Goal of the exercise:
From the message below about the Xen crash on m400, set down the passage between "Is it worth" and "the window wider.", inclusive.
======== Selected excerpt ========
On Sat, 2015-03-21 at 13:34 +0100, Christoffer Dall wrote:
> Hi,
> 
> I have been experiencing a problematic crash running Xen on m400 over
> the last few days.  I already spoke to Ian and Stefano about this, but
> thought I'd summarize what I've seen so far and loop in a wider
> audience.
> 
> The basic setup is this:
>  - Two m400 nodes, one running Linux bare-metal, the other running
> Xen.
>  - The Xen node runs Dom0 and 1 DomU
>  - The m400 has a Mellanox Connectx-3 PCIe 10G ethernet card with two
> parts on it
>  - Dom0 uses NAT forwarding from Dom0's eth0 (which is connected to
> the internet) and regular bridging to eth1 which is connected to a
> private VLAN to the bare-metal node
>  - Dom0 and DomU are configured with 14GB of ram, 4 cpus each
>  - DomU runs apache2 serving the GCC manual (see
> https://github.com/chazy/kvmperf/blob/master/cmdline_tests/apache_install.sh)
> 
> The bare-metal node runs apache bench, like this: "ab -n 100000 -c 100
> http://secure-web.cisco.com/1r5tZ8-7RF8gHRANwFdizEZzgeMsjxVO0yKbYiV4zy7LeiUfYBXMkFq7FGW_SZ1x-VxdzyK-ErDsOUiQ9z2x-Ny7XkL_loHP8ene_BuNFscGyWmQ3r6CtXAYaZCY4xRmmPT1uJOsZDLMu7j-LfCOGmQDSdBwgW7QYukI2bCtTrXM/http%3A%2F%2F10.10.1.120%2Fgcc%2Findex.html"
> 
> (10.10.1.120 is the DomU IP address of the bridged interface to eth1)
> 
> What happens now is that the entire Xen node goes down.  I see various
> errors in the kernel log, some examples:
> http://pastebin.ubuntu.com/10642148/
> http://pastebin.ubuntu.com/10642177/
> http://pastebin.ubuntu.com/10642181/
> http://pastebin.ubuntu.com/10635573/
> 
> 
> All Linux kernels are 3.18 plus some tweaks for the m400 cartridge:
> https://github.com/columbia/linux-kvm-arm/tree/columbia-armvirt-3.18

Is it worth adding
https://git.kernel.org/cgit/linux/kernel/git/arm64/linux.git/commit/?id=285994a62c80f1d72c6924282bcb59608098d5ec to your kernel? It isn't Xen specific but it's perhaps possible that Xen opens the window wider.

How confident are you in
https://github.com/columbia/linux-kvm-arm/commit/5e29cb0478f3d90e4f568d6bea6840960331bcbb ?
(although I suppose you aren't running in ACPI mode if you are running
Xen?)
======== Rows ========
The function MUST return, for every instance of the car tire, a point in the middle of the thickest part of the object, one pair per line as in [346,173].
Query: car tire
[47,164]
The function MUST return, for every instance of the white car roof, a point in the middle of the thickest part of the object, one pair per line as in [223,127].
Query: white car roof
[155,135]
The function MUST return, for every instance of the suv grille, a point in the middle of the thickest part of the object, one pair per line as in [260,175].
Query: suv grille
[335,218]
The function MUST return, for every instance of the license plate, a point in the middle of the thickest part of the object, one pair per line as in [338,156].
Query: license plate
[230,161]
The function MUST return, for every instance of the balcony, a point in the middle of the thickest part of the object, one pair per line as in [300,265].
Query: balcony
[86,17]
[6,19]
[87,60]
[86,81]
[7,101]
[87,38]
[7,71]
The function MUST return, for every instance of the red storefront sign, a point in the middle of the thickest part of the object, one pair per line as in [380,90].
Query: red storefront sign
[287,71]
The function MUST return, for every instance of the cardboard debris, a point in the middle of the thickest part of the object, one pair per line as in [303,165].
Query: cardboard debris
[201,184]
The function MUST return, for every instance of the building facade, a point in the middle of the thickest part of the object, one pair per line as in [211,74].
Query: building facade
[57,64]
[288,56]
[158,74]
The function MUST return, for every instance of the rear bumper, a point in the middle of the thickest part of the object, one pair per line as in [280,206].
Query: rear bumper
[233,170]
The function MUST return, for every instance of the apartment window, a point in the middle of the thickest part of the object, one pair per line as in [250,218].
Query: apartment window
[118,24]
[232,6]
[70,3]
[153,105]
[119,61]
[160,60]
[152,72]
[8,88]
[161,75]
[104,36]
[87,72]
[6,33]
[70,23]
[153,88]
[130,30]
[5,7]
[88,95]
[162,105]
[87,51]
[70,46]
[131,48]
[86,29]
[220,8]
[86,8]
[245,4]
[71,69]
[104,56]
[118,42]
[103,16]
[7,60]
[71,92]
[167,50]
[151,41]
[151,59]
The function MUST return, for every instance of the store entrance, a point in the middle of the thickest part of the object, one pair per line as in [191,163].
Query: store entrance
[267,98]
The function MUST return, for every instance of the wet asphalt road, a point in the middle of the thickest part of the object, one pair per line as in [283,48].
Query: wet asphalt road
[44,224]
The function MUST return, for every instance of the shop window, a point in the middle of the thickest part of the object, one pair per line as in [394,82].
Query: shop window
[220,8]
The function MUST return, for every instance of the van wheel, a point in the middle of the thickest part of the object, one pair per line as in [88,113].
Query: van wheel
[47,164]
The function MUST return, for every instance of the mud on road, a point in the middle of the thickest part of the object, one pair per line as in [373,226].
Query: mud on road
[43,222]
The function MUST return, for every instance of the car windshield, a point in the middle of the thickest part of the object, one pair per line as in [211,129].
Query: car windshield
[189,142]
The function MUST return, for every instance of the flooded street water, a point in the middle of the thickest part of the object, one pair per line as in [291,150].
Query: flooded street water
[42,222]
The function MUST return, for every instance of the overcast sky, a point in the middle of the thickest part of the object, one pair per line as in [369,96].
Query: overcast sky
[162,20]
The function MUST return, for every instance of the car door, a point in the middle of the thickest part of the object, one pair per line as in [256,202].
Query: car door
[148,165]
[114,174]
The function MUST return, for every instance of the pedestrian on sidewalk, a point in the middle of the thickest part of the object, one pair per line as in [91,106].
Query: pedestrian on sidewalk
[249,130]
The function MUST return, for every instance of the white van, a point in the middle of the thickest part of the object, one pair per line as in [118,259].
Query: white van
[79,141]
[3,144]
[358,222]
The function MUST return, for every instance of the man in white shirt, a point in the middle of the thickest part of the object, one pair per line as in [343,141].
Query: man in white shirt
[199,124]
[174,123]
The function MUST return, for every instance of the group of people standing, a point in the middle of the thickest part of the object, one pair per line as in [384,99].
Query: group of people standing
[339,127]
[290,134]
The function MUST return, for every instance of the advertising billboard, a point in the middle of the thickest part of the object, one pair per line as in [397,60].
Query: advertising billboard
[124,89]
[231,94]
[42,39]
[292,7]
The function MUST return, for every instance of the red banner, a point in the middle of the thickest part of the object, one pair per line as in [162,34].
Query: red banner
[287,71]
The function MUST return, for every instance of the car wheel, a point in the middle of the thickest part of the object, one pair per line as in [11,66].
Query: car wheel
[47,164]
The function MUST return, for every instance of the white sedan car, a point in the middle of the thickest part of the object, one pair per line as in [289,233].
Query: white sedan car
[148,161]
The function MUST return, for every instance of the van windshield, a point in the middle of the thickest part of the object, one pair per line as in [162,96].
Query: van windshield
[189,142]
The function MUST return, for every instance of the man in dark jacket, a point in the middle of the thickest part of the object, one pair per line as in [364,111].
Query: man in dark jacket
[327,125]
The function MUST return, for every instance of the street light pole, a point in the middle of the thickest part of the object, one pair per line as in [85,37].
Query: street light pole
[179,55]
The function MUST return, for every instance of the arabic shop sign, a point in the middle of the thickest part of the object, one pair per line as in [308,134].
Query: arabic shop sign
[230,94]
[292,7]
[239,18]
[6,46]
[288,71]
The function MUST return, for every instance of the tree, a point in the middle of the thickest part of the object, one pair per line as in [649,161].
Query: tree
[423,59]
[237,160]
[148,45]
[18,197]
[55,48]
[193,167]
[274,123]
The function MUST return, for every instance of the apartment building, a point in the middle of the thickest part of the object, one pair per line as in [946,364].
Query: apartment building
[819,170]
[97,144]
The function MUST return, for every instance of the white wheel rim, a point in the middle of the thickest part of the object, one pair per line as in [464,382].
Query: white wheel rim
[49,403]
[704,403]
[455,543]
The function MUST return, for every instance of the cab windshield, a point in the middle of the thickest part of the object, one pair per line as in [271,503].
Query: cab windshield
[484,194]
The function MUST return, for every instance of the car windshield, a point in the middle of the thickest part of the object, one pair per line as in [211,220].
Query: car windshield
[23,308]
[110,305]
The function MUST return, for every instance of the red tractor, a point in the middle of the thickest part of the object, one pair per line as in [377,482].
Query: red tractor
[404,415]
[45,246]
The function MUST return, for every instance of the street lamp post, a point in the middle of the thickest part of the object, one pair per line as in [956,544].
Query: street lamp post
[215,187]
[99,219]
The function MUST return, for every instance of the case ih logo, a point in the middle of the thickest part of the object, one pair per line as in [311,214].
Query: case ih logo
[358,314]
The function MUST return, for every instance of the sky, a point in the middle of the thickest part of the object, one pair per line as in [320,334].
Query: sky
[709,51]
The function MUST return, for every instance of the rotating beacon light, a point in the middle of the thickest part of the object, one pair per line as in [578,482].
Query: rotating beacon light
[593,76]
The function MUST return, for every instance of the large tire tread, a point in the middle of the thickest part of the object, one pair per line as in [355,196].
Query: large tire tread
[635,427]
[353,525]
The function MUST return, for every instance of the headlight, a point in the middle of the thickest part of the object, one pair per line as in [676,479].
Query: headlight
========
Task solution:
Is it worth adding
https://git.kernel.org/cgit/linux/kernel/git/arm64/linux.git/commit/?id=285994a62c80f1d72c6924282bcb59608098d5ec to your kernel? It isn't Xen specific but it's perhaps possible that Xen opens the window wider.